**What you should do**
Which lines in the data contain the word "below"? Please copy each of them.

- Opening Delimiter -

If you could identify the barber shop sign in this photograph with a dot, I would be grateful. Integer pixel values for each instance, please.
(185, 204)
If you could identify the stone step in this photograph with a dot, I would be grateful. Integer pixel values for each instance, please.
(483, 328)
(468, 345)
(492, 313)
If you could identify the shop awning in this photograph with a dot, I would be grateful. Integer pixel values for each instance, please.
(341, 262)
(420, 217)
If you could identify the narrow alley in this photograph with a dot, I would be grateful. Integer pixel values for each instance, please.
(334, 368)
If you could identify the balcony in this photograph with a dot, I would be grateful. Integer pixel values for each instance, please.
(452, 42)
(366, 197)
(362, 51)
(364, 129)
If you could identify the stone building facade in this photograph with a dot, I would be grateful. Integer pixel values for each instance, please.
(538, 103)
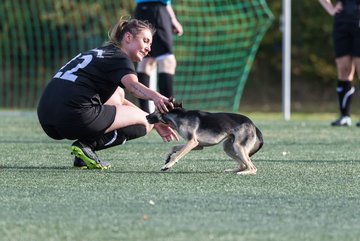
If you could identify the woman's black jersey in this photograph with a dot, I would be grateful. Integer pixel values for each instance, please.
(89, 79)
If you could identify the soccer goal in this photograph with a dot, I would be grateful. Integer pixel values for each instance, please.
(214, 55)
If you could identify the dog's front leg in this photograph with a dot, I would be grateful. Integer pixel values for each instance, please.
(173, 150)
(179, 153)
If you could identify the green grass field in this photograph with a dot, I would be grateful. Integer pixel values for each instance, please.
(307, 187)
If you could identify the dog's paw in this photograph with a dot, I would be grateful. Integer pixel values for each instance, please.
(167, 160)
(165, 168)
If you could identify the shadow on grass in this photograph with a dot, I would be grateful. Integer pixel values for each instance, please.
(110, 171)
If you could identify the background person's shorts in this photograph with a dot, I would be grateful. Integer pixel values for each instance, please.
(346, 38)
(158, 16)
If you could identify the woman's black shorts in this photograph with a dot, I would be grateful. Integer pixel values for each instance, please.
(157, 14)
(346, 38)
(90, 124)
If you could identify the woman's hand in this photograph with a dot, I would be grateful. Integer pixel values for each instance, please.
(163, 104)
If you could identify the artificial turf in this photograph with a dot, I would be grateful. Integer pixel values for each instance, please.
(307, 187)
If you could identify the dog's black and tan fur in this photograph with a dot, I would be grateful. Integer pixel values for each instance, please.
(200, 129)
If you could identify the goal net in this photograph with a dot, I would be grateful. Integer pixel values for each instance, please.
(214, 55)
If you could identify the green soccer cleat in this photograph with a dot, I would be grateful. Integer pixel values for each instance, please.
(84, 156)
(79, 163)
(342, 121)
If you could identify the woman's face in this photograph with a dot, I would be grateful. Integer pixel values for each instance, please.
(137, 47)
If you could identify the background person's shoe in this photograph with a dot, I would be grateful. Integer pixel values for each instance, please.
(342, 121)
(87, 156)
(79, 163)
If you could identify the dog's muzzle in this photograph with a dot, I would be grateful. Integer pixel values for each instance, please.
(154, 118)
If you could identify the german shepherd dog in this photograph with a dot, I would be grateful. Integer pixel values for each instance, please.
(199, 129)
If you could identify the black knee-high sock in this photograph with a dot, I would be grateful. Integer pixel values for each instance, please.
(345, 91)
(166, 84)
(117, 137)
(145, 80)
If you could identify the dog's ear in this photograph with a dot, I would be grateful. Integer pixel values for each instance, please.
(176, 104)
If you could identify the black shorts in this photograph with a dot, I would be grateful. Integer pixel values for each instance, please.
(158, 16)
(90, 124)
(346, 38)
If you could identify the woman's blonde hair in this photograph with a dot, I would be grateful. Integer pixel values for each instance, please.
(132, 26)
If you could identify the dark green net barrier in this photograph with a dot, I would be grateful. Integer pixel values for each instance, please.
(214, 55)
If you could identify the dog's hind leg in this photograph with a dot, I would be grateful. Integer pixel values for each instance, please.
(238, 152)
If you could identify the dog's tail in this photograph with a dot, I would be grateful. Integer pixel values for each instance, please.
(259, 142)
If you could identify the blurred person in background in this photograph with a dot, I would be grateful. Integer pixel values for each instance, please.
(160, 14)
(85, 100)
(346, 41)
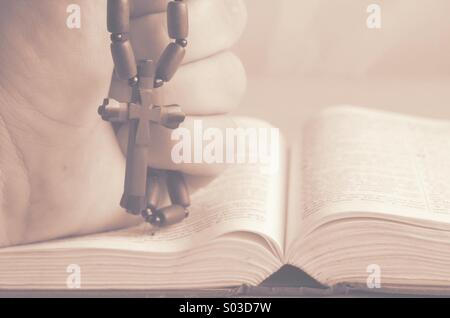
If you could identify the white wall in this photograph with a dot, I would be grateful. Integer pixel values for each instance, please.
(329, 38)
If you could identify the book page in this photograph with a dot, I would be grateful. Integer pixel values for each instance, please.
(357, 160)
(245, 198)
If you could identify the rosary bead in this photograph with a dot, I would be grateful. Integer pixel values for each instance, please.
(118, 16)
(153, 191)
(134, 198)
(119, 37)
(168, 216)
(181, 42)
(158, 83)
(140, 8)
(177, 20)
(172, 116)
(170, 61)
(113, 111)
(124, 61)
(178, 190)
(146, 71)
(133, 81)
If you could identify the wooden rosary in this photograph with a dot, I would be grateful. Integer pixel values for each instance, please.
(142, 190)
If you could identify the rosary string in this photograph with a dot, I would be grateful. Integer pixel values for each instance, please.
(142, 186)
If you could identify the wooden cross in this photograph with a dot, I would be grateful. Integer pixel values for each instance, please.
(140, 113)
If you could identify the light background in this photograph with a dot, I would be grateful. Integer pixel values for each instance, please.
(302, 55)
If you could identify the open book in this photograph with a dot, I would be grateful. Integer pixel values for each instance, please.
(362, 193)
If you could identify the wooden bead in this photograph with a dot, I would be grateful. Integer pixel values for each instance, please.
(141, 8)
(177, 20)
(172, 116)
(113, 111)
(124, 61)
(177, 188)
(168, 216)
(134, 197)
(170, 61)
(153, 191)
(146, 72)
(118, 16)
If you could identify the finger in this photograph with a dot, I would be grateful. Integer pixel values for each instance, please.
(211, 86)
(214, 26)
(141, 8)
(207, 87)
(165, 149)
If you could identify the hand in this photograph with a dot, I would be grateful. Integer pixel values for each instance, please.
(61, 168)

- Closing Delimiter -
- Opening Delimiter -

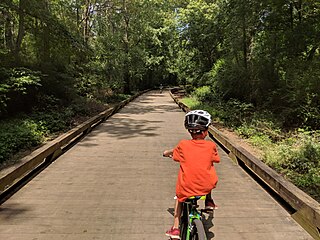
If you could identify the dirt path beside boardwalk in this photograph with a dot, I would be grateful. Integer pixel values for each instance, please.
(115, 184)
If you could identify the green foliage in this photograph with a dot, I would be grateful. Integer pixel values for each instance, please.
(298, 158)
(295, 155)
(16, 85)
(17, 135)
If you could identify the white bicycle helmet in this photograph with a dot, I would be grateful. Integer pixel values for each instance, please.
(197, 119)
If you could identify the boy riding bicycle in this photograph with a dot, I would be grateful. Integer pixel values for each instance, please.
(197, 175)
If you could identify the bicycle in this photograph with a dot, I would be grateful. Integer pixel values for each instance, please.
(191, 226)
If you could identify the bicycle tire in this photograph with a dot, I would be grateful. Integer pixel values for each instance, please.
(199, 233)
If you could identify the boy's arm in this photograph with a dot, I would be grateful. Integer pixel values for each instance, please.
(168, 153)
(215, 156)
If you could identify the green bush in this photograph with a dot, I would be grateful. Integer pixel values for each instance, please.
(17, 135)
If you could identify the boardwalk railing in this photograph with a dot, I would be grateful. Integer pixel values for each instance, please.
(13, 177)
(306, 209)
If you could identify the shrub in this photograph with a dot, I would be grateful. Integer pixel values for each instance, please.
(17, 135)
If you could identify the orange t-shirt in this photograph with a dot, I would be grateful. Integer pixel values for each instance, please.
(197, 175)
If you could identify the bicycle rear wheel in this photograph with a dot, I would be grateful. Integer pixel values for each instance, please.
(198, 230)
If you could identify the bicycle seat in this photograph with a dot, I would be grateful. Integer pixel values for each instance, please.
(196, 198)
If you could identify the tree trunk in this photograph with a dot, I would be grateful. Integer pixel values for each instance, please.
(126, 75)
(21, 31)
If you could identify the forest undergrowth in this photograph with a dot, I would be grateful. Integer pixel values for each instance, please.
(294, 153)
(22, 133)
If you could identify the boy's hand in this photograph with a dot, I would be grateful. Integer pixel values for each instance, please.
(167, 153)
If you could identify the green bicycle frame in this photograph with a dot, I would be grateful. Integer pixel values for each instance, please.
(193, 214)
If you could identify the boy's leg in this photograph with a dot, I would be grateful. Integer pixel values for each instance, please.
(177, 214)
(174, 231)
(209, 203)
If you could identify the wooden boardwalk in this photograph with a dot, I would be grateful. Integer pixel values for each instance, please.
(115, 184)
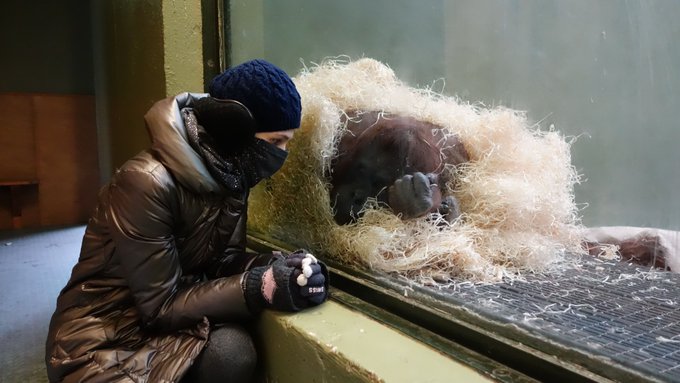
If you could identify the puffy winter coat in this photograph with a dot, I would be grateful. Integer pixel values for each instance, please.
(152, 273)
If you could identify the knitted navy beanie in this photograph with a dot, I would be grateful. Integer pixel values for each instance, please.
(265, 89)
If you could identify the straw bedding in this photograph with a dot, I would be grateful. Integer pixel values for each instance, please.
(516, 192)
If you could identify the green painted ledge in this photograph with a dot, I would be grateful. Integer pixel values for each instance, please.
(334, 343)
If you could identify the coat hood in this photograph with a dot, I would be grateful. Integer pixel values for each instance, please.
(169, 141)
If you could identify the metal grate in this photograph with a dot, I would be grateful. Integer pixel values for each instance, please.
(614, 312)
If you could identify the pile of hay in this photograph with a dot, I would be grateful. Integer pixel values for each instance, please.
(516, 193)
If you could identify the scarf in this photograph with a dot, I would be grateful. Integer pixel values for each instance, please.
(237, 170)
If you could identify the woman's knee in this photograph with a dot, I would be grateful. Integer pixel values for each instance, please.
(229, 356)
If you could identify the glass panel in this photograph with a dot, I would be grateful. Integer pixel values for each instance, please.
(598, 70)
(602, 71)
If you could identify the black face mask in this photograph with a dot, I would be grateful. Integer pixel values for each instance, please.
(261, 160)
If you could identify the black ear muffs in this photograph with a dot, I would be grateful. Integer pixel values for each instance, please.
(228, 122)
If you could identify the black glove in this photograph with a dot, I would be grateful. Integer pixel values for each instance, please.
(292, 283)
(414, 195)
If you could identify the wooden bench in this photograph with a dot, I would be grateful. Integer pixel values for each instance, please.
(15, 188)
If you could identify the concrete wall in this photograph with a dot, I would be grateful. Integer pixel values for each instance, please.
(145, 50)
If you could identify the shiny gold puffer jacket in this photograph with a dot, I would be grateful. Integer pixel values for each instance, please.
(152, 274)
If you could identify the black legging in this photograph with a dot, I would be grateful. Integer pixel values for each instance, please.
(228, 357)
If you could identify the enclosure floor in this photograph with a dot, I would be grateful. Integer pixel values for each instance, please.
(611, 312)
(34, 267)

- Closing Delimiter -
- Opening Delimiter -

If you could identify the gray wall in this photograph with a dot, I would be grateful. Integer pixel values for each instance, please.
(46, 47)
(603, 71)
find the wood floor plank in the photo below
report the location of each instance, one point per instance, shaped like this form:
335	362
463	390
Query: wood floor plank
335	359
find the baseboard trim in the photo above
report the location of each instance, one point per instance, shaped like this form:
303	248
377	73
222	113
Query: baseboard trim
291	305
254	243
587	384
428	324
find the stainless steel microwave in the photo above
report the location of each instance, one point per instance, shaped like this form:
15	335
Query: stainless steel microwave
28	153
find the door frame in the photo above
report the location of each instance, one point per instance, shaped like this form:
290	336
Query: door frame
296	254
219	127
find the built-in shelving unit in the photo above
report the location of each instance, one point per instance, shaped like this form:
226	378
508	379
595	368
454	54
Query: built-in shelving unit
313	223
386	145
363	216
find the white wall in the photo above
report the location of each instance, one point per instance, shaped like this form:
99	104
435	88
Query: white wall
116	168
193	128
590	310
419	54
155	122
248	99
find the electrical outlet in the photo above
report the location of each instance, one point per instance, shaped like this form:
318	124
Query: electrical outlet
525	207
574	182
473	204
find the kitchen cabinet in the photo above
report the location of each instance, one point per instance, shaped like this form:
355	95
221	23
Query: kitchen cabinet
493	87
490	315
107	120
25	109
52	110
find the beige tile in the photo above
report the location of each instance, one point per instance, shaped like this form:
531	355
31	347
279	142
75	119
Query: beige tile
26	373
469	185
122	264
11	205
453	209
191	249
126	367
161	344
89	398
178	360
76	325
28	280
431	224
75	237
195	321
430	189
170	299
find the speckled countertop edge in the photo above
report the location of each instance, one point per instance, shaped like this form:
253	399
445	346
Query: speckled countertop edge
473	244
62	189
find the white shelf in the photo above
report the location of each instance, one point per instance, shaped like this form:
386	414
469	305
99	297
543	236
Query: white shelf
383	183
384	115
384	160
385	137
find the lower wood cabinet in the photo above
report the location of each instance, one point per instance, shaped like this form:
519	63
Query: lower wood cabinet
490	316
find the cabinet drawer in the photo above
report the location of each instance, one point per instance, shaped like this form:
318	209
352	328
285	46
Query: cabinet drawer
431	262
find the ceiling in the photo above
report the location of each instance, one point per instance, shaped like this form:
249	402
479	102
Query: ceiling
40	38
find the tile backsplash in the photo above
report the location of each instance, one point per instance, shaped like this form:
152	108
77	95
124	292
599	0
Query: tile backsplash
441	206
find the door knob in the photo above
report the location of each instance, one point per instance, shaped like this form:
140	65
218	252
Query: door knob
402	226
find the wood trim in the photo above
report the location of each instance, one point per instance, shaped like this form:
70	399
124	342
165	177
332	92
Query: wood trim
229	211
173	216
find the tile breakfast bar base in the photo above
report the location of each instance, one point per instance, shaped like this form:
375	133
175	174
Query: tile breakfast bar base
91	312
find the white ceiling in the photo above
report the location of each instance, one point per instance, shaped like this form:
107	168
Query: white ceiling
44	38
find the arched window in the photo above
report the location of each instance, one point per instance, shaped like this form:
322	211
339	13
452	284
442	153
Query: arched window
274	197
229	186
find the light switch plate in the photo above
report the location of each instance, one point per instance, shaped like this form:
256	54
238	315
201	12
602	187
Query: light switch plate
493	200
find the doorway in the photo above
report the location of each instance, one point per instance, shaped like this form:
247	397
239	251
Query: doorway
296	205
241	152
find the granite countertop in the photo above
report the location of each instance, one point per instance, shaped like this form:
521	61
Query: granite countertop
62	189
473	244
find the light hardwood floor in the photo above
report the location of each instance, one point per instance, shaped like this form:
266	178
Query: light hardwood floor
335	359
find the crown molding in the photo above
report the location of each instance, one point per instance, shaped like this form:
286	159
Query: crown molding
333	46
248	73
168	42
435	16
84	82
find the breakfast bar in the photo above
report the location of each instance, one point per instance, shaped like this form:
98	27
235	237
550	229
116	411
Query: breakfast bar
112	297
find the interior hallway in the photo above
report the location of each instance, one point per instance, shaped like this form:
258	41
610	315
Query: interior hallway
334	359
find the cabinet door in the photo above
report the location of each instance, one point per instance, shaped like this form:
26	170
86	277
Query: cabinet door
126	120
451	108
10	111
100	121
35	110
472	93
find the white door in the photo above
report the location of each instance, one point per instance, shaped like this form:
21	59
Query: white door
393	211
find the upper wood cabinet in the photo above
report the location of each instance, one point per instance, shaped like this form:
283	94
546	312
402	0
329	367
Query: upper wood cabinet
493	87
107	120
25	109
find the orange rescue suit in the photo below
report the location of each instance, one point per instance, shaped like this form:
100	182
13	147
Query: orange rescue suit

- Closing Delimiter -

**Response area**
find the wood floor plank in the photo below
find the orange rescue suit in the photo below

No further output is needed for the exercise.